Output the records again verbatim.
-------------------------
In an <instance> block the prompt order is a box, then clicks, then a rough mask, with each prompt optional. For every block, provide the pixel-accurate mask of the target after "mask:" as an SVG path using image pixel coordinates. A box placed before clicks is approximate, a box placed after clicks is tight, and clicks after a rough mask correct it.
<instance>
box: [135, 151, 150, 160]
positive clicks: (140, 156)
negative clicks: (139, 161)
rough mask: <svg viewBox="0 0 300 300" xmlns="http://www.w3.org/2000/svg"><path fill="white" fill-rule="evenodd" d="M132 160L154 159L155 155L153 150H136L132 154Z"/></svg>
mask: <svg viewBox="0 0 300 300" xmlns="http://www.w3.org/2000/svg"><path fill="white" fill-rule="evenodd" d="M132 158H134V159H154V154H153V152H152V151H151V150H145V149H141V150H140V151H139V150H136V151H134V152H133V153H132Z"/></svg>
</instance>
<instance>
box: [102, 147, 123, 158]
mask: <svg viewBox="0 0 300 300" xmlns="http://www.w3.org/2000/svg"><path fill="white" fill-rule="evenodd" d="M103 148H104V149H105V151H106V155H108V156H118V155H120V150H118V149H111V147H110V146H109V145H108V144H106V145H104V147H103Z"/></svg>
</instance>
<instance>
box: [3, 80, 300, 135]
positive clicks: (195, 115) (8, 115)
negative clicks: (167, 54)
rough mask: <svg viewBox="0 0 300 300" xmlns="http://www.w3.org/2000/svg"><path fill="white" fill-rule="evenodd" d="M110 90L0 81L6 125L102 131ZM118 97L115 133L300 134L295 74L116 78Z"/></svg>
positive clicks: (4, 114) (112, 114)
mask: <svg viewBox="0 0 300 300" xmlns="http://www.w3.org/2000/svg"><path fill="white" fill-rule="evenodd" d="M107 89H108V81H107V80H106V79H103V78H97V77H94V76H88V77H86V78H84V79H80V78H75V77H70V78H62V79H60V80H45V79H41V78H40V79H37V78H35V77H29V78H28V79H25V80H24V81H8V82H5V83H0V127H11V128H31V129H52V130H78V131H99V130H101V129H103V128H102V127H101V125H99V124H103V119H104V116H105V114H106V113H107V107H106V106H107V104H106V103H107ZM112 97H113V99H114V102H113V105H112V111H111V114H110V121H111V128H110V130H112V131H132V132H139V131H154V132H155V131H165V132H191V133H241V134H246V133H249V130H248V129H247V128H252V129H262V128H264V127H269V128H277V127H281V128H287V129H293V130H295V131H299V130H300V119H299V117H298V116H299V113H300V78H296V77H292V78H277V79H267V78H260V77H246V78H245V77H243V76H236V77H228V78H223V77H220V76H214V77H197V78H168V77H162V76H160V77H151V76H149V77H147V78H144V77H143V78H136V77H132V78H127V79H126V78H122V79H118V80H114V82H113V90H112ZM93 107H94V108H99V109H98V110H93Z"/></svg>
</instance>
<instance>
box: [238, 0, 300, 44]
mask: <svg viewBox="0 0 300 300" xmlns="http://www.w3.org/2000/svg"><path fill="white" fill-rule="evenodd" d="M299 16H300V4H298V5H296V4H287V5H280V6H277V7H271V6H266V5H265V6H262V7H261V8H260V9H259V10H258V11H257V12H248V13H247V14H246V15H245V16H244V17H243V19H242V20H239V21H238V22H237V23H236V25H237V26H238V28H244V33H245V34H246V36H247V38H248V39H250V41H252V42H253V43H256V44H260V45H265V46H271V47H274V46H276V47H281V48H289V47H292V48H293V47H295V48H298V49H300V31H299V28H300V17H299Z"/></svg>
-------------------------
[Exercise response]
In an <instance> block the prompt order is a box, then clicks, then a rough mask, with each prompt optional. For every block, provide the pixel-accurate mask of the target after "mask:" as an SVG path using image pixel coordinates. A box placed before clicks is approximate, a box placed after clicks is tight, and clicks after a rough mask correct it.
<instance>
box: [135, 151, 150, 160]
positive clicks: (140, 156)
negative clicks: (139, 161)
rough mask: <svg viewBox="0 0 300 300" xmlns="http://www.w3.org/2000/svg"><path fill="white" fill-rule="evenodd" d="M132 160L154 159L155 155L153 150H136L132 154Z"/></svg>
mask: <svg viewBox="0 0 300 300" xmlns="http://www.w3.org/2000/svg"><path fill="white" fill-rule="evenodd" d="M132 158H134V159H154V154H153V152H152V151H151V150H145V149H141V150H140V151H139V150H136V151H134V152H133V153H132Z"/></svg>
</instance>
<instance>
box: [102, 147, 123, 158]
mask: <svg viewBox="0 0 300 300" xmlns="http://www.w3.org/2000/svg"><path fill="white" fill-rule="evenodd" d="M103 148H104V149H105V151H106V155H108V156H118V155H120V150H118V149H111V147H110V146H109V145H108V144H106V145H104V147H103Z"/></svg>
</instance>
<instance>
box: [3, 80, 300, 135]
positive clicks: (195, 115) (8, 115)
negative clicks: (167, 54)
rough mask: <svg viewBox="0 0 300 300" xmlns="http://www.w3.org/2000/svg"><path fill="white" fill-rule="evenodd" d="M110 90L0 81L6 125L102 131ZM118 97L115 133L300 134L295 74L116 78Z"/></svg>
positive clicks: (4, 114) (112, 114)
mask: <svg viewBox="0 0 300 300" xmlns="http://www.w3.org/2000/svg"><path fill="white" fill-rule="evenodd" d="M107 89H108V81H107V80H106V79H103V78H97V77H94V76H88V77H86V78H84V79H80V78H75V77H70V78H62V79H60V80H45V79H41V78H40V79H37V78H35V77H29V78H28V79H25V80H24V81H8V82H5V83H0V127H11V128H31V129H52V130H78V131H99V130H101V129H103V128H102V127H101V125H99V124H103V119H104V116H105V114H106V113H107V107H106V106H107V104H106V103H107ZM112 97H113V99H114V102H113V105H112V111H111V114H110V121H111V128H110V130H112V131H132V132H139V131H154V132H155V131H165V132H191V133H241V134H246V133H249V130H248V129H247V128H252V129H262V128H264V127H269V128H277V127H281V128H287V129H293V130H295V131H299V130H300V119H299V117H298V116H299V113H300V78H296V77H292V78H277V79H267V78H260V77H246V78H245V77H243V76H236V77H228V78H223V77H220V76H214V77H197V78H168V77H162V76H160V77H151V76H149V77H147V78H144V77H143V78H136V77H132V78H127V79H126V78H122V79H118V80H114V82H113V90H112ZM93 107H94V108H99V109H98V110H93Z"/></svg>
</instance>
<instance>
box: [238, 0, 300, 44]
mask: <svg viewBox="0 0 300 300" xmlns="http://www.w3.org/2000/svg"><path fill="white" fill-rule="evenodd" d="M299 16H300V4H298V5H296V4H287V5H280V6H277V7H271V6H266V5H265V6H262V7H261V8H260V9H259V10H258V11H257V12H248V13H247V14H246V15H245V16H244V17H243V19H242V20H239V21H238V22H237V23H236V25H237V26H238V28H244V33H245V34H246V36H247V38H248V39H250V41H252V42H253V43H256V44H260V45H265V46H271V47H274V46H276V47H281V48H289V47H292V48H293V47H295V48H298V49H300V31H299V28H300V17H299Z"/></svg>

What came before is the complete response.